- Date: January 29, 2011
- Location: Hollywood and Highland Center, Los Angeles, California
- Country: United States
- Presented by: Directors Guild of America
- Hosted by: Carl Reiner

Highlights
- Best Director Feature Film:: The King's Speech – Tom Hooper
- Best Director Documentary:: Inside Job – Charles Ferguson
- Website: https://www.dga.org/Awards/History/2010s/2010.aspx?value=2010

= 63rd Directors Guild of America Awards =

The 63rd Directors Guild of America Awards, honoring the outstanding directorial achievements in films, documentary and television in 2010, were presented on January 29, 2011, at the Hollywood and Highland Center. The ceremony was hosted by Carl Reiner. The nominees for the feature film category were announced on January 10, 2011, the nominations for the television and commercial categories were announced on January 11, 2011, and the nominees for documentary directing were announced on January 12, 2011.

______

## TASKS TO COMPLETE
1. Summarize the awards passage in two sentences.
2. Reproduce word for word the stretch of the awards passage from "The 63rd Directors" through "January 12, 2011.".
Rely only on the awards passage.

## AVAILABLE DATA

______

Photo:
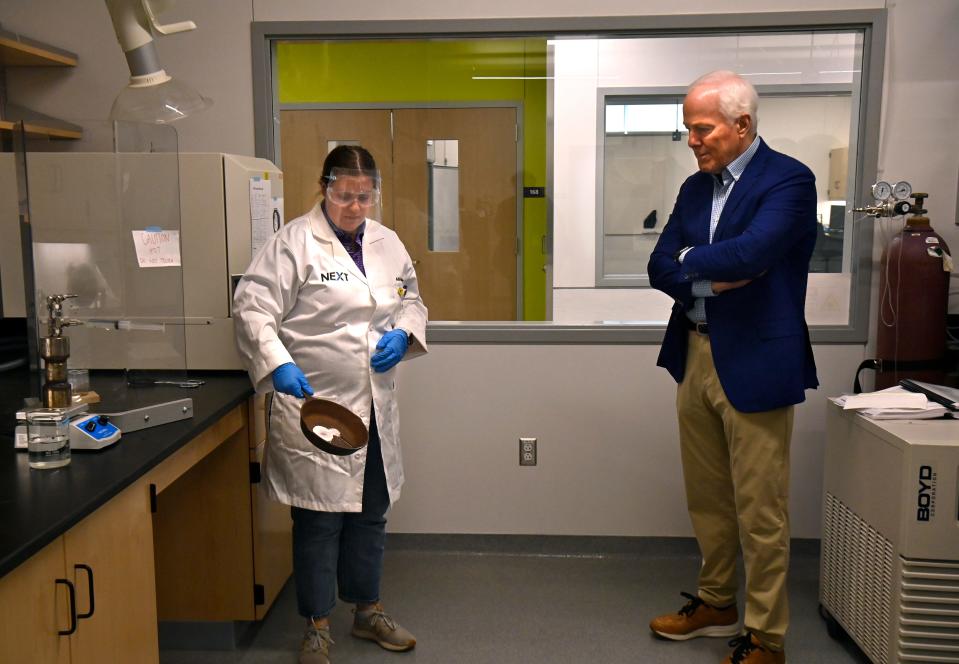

______

## SOLVED TASKS
1. The 63rd Directors Guild of America Awards, which honored outstanding directorial achievements in film, documentary and television in 2010, were presented on January 29, 2011, at the Hollywood and Highland Center, with Carl Reiner as host. Feature film nominees were announced on January 10, 2011, television and commercial nominations on January 11, 2011, and documentary directing nominees on January 12, 2011.

2.
The 63rd Directors Guild of America Awards, honoring the outstanding directorial achievements in films, documentary and television in 2010, were presented on January 29, 2011, at the Hollywood and Highland Center. The ceremony was hosted by Carl Reiner. The nominees for the feature film category were announced on January 10, 2011, the nominations for the television and commercial categories were announced on January 11, 2011, and the nominees for documentary directing were announced on January 12, 2011.